• [AVAILABLE RECORDS]:
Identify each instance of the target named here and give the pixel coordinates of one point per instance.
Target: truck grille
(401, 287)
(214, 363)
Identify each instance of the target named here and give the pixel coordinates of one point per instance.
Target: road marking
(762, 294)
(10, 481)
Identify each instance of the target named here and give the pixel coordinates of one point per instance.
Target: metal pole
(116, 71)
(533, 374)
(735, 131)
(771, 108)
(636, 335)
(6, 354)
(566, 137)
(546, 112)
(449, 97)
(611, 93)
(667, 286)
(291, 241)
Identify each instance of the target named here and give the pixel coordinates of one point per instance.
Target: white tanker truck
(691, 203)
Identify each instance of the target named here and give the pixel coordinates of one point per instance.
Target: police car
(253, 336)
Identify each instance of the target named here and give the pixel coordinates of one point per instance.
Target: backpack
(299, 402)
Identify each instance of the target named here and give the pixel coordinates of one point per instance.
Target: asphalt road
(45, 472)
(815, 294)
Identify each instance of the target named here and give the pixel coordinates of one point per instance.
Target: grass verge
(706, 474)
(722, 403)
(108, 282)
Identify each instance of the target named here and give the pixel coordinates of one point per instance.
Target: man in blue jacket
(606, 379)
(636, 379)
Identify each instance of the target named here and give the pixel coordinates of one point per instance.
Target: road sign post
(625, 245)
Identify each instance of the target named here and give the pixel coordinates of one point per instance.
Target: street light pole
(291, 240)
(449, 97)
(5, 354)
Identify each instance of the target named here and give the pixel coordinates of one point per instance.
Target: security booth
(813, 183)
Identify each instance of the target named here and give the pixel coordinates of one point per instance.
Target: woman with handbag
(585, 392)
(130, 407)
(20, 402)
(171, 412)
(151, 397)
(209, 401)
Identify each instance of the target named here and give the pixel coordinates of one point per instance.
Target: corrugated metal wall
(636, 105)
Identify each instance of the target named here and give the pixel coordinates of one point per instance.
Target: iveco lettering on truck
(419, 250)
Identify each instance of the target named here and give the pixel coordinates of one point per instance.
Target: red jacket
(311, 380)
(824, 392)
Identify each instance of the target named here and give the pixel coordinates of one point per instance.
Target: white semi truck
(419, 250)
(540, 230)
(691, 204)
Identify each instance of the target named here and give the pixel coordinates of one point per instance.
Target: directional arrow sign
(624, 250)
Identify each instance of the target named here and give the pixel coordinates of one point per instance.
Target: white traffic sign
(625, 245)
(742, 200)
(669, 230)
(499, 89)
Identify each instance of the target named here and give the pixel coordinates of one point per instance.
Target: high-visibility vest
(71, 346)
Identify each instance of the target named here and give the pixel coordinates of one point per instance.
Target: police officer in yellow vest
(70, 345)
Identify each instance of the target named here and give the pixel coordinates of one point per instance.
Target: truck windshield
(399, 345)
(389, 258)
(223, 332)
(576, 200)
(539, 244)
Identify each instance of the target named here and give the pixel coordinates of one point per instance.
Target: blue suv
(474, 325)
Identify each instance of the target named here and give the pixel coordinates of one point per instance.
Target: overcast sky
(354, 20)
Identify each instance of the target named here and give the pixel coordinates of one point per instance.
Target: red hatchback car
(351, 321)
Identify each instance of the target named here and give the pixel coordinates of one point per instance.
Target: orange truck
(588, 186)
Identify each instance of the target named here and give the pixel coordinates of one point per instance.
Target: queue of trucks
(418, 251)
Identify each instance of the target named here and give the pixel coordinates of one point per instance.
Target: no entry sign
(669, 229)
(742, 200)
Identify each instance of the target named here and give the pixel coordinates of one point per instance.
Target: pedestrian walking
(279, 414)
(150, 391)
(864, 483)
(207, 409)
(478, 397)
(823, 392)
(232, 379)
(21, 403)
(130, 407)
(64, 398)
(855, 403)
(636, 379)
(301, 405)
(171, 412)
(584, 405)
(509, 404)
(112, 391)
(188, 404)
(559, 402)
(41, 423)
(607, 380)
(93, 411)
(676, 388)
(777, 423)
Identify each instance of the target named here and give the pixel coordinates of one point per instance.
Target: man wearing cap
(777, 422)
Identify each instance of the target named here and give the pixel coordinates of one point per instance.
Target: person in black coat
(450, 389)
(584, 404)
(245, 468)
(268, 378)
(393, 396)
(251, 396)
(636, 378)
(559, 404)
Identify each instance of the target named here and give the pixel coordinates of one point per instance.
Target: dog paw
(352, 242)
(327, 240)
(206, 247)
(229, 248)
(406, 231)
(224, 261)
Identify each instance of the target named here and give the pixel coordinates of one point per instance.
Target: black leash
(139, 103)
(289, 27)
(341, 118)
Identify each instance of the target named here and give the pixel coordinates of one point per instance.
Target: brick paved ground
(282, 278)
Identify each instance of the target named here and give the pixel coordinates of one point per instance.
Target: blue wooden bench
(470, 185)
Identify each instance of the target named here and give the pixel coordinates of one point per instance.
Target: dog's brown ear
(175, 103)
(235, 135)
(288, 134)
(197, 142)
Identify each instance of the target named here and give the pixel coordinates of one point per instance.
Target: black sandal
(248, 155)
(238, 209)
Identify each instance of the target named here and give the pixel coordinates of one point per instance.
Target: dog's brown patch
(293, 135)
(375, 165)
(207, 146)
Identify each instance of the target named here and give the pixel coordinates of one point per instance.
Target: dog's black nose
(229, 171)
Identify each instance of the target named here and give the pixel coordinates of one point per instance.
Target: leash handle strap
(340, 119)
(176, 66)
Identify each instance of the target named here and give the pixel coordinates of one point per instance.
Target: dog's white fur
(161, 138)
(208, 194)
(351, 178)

• [GIVEN EXERCISE]:
Every record above should be output exactly.

• [RESPONSE BELOW]:
Identify each instance of the target named here and give the pixel coordinates of one point per instance.
Target: truck grille
(401, 287)
(214, 363)
Identify each instance of the target named here and give the pixel coordinates of one point per instance.
Target: road marking
(762, 294)
(10, 481)
Identify each instance of the target named here and give the pixel coordinates of one point per instance.
Target: metal pole
(116, 71)
(533, 374)
(735, 131)
(771, 108)
(636, 335)
(6, 354)
(566, 137)
(546, 112)
(449, 97)
(611, 93)
(667, 286)
(291, 241)
Identify each instance of the target named here and give the pixel coordinates of one point per instance.
Target: white tanker truck
(691, 203)
Identify each instance of the target named here and give the pixel coordinates of one point per instance.
Target: police car
(253, 336)
Identify each instance of the target named here and give the pixel coordinates of one point per instance.
Target: backpack
(299, 402)
Identify each instance of the target named here and give the pixel coordinates of one point per instance.
Target: asphalt road
(45, 472)
(815, 294)
Identify each instance of the target named here and give the pixel coordinates of one point per instance.
Target: grass verge
(706, 474)
(722, 403)
(108, 282)
Identify each instance of the target named here and give the pixel coordinates of one point per instance.
Target: man in blue jacket
(606, 379)
(636, 379)
Identify each instance of the target named here and give the pixel coordinates of one point per instance.
Target: road sign post
(625, 245)
Identify each instance of the target named here and give the pixel coordinates of one point per instance.
Target: street light pole
(291, 240)
(449, 97)
(5, 354)
Identify each instance of the target named here and give the pixel coordinates of one point per instance.
Target: security booth
(813, 183)
Identify each instance of the target named here and give the pixel coordinates of one point per instance.
Target: woman with handbag
(585, 392)
(130, 407)
(20, 402)
(171, 412)
(151, 397)
(209, 401)
Identify each instance of the target named here and give the pixel coordinates of one point per instance.
Target: corrugated metal wall
(636, 105)
Identify each instance of the target named here and give the pixel coordinates of one point per instance.
Target: iveco lettering on truck
(419, 250)
Identify each instance of the target named here and give the pixel coordinates of one point per instance.
Target: red jacket
(311, 380)
(824, 392)
Identify each instance of the target named here and give the pixel coordinates of one point per instance.
Target: white semi truck
(419, 250)
(540, 230)
(691, 204)
Identify each instance of the target named here and give the pixel coordinates of one point per instance.
Target: directional arrow sign
(624, 250)
Identify each instance of the target named here and give the pixel coordinates of one point per instance.
Target: white traffic sign
(625, 245)
(742, 200)
(669, 230)
(499, 89)
Identify each instance of the target named here and give the pixel coordinates of one point per instance.
Target: high-visibility vest
(71, 346)
Identify each instance of the target named here and give the pixel coordinates of one point per instance.
Target: police officer in yellow vest
(70, 345)
Identify each instance of the target named here and give the pixel coordinates of one point per instance.
Target: truck windshield
(399, 345)
(389, 258)
(223, 332)
(576, 200)
(539, 244)
Identify each instance of the target named here and give the pixel coordinates of one point per instance.
Target: blue suv
(474, 325)
Identify each instance of the target named here and give the pixel coordinates of one point per instance.
Target: overcast sky
(354, 20)
Identify each instance of the target named here and give the pixel coordinates of one point per instance.
Target: red hatchback car
(351, 321)
Identify each instance of the target named here and give the pixel coordinates of one point per instance.
Target: orange truck
(588, 186)
Identify each instance of the target named here and give the pixel coordinates of one point per instance.
Target: queue of trucks
(418, 251)
Identify each instance of the target named here and give the pixel coordinates of one point per instance.
Target: no entry sign
(669, 229)
(742, 200)
Identify each instance of the target named here and give the pixel coordinates of one point per instance.
Target: pedestrian walking
(279, 414)
(150, 391)
(864, 483)
(207, 409)
(478, 397)
(823, 392)
(232, 379)
(21, 403)
(130, 407)
(64, 398)
(855, 403)
(636, 379)
(301, 405)
(171, 412)
(584, 405)
(509, 404)
(112, 391)
(188, 404)
(559, 402)
(41, 423)
(607, 380)
(93, 411)
(676, 388)
(777, 423)
Identify each instance of the target named here and give the pixel coordinates of one point per instance.
Target: man wearing cap
(777, 422)
Identify each instance of the target named here and give the pixel coordinates of one point per instance.
Target: person in black coat
(450, 389)
(584, 404)
(245, 468)
(268, 378)
(393, 396)
(251, 396)
(636, 378)
(559, 404)
Identify each instance of the target named here and give the pixel coordinates of one point per instance.
Target: dog paw
(352, 242)
(327, 240)
(206, 247)
(229, 248)
(406, 231)
(224, 261)
Identify each instance of the target named here and give the pixel coordinates of one point per instance.
Target: black leash
(139, 103)
(289, 27)
(341, 118)
Identify each instance of the target named here and give the pixel coordinates of one point per instance.
Target: brick paved ground
(282, 278)
Identify each instance of the target named here and give the pixel coordinates of one point per instance.
Target: blue wooden bench
(470, 185)
Identify each instance of the target named here and give the pixel coordinates of one point per instance.
Target: dog's brown ear
(175, 103)
(235, 135)
(288, 134)
(197, 142)
Identify each instance of the target named here and give the pixel coordinates of one point per instance.
Target: black sandal
(248, 155)
(238, 209)
Identify each instance of the target named here and give the pixel coordinates of one point per instance.
Target: dog's brown patch
(293, 135)
(375, 165)
(207, 146)
Identify each instance of the target named here and give the pixel coordinates of one point per instance.
Target: dog's black nose
(229, 171)
Identify each instance of the target named here and give the pixel coordinates of one point per instance.
Target: leash handle strap
(340, 119)
(176, 66)
Identify each instance of the target named here and give the pixel coordinates of one point per instance.
Target: dog's white fur
(161, 138)
(208, 194)
(351, 178)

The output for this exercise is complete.